## PROBLEMA PROPOSTO A
Extraia do trecho sobre a greve geral na França a passagem que vai de "A seguir, tanto" até "de Maurice Thorez.", inclusive, sem alterar nenhuma palavra.
## PROBLEMA PROPOSTO B
Escreva a continuação do trecho sobre a greve geral na França, partindo da última frase apresentada.

== TRECHO APRESENTADO ==

Uma ocupação após a outra foi terminando, e onde os trabalhadores se recusavam a por fim à sua ação, eles eram violentamente removidos pela polícia. Ações similares ocorreram contra a maioria das ocupações universitárias. No entanto, foi apenas após 18 de junho—o dia que os trabalhadores da Renault voltaram ao trabalho—que a greve acabou em definitivo.

A seguir, tanto as universidades como as fábricas enfrentaram uma intensa onda repressiva. Algumas organizações políticas socialistas de esquerda que havia desempenhado um papel importante na greve, incluindo a então trotsquista Organização Comunista Internacionalista (OCI), foram banidas.

A liderança stalinista do PCF se orgulhou de seu papel na defesa da sociedade burguesa na França. "Eu reforço que foi, acima de tudo, a calma e a ação decisiva do Partido Comunista que preveniu uma aventura sangrenta em nosso país", declarou Waldeck Rochet, que havia assumido a chefia do PCF em 1964, após a morte de Maurice Thorez.

Garantindo as eleições parlamentares, os gaullistas foram capazes de aumentar sua maioria, controlando 358 das 487 cadeiras. A influência do PCF nas fábricas diminuiu, já que vários trabalhadores viraram suas costas ao partido? um processo que se acelerou quando os tanques soviéticos invadiram a Tchecoslováquia naquele verão.

Lições políticas

A greve geral que durou semanas e a onda de ocupações de fábrica anunciavam que os elementos-chave da sociedade estavam nas mãos dos trabalhadores. A instauração de um governo dos trabalhadores e a transformação revolucionária da sociedade estavam por ser alcançadas.

A amplitude da ação revolucionária ficou evidente a partir do momento em que a greve geral teve conseqüências para além das fronteiras da França. Ela marcava o início de sete anos de levantes sociais por toda a Europa.

Um ano depois, na Alemanha, desenvolve-se um grande movimento grevista e um Social Democrata, Willy Brandt, é eleito chanceler pela primeira vez. Governos fascistas foram derrubados em Portugal e na Espanha, juntamente com a ditadura militar na Grécia. Na Grã Bretanha, uma greve de mineiros derrubou o Governo Tory de Edward Heath, e nos Estados Unidos, o Presidente Richard Nixon foi obrigado a renunciar. Na França, a greve geral deu início ao fim do governo do General de Gaulle. Em abril de 1969, o presidente francês renunciou ao mandato após uma derrota no referendo.

Em 1970, François Mitterrand criou um novo mecanismo político para estabilizar a dominação capitalista e substituir os Gaullistas, quando necessário, por um governo burguês de "esquerda". Esse mecanismo chamado "União da Esquerda" era uma aliança eleitoral entre o Partido Socialista, o Partido Comunista e o burguês Partido Radical.

Após a eleição de Mitterand para presidente em 1981, o Partido Comunista entrou no governo do Primeiro Ministro Pierre Mauroy do Partido Socialista, nomeando três ministros (Serviço Público, Transportes e Saúde) e portanto dividindo a responsabilidade nos cortes sociais e medidas severas que se seguiram.

===
== MATERIAL FORNECIDO ==

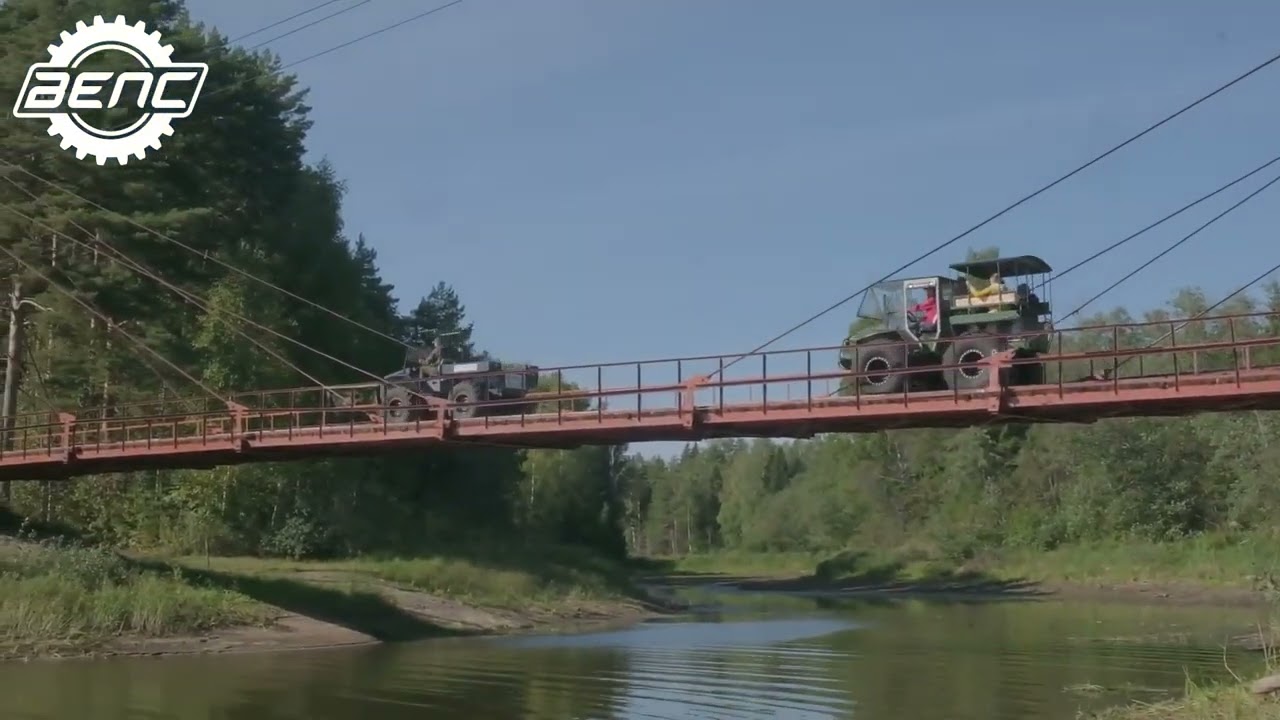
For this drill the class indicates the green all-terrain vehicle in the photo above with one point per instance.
(969, 327)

===

## RESPOSTA FINAL A
A seguir, tanto as universidades como as fábricas enfrentaram uma intensa onda repressiva. Algumas organizações políticas socialistas de esquerda que havia desempenhado um papel importante na greve, incluindo a então trotsquista Organização Comunista Internacionalista (OCI), foram banidas.

A liderança stalinista do PCF se orgulhou de seu papel na defesa da sociedade burguesa na França. "Eu reforço que foi, acima de tudo, a calma e a ação decisiva do Partido Comunista que preveniu uma aventura sangrenta em nosso país", declarou Waldeck Rochet, que havia assumido a chefia do PCF em 1964, após a morte de Maurice Thorez.

## RESPOSTA FINAL B
É impossível compreender os atuais ataques implementados pelo governo gaulista sem compreender o papel assumido pelo PCF e pela CGT. Todos os ataques aos padrões sociais, condições de trabalho e salários, que mais uma vez levam milhões de pessoas a saírem às ruas, foram conduzidos em estreita cooperação com a CGT e os demais sindicatos franceses.

Os protestos dos sindicatos na atual situação são todos limitados, direcionados no sentido de que o CPE está sendo levado a cabo pelo governo de Villepin sem consultá-los. Sua reivindicação é apenas de que o governo consulte os sindicatos nas questões de política social, para que assim a oposição da classe trabalhadora possa estar melhor sob o seu controle.

Após a greve geral de 1968, a elite dominante francesa foi forçada a realizar concessões sociais. Hoje, no entanto, em face à globalização da produção e a competição mundial pelo trabalho mais barato, governos burgueses em toda a parte são levados a retirar antigas concessões e reduzir radicalmente os níveis de vida da classe trabalhadora.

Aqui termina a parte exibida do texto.